_TASK DESCRIPTION_. Copy every record verbatim but exclude the pictures.

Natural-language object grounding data
==*==
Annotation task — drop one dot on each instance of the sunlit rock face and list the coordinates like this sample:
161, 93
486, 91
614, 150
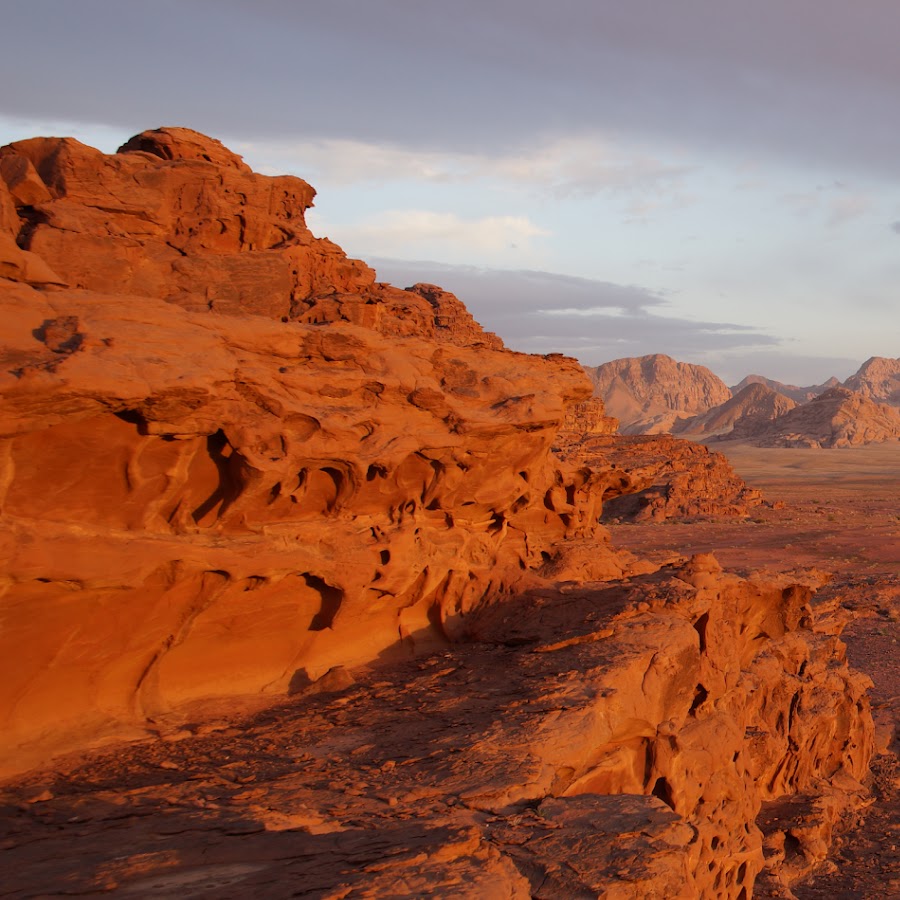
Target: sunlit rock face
203, 505
648, 394
233, 465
==*==
_RESULT OF THIS TASK_.
Annotation task — drop one dot on each instance of the sunlit rock face and list the coordinates like this sample:
161, 93
486, 91
614, 150
Target: sunlit rock face
203, 505
648, 394
233, 465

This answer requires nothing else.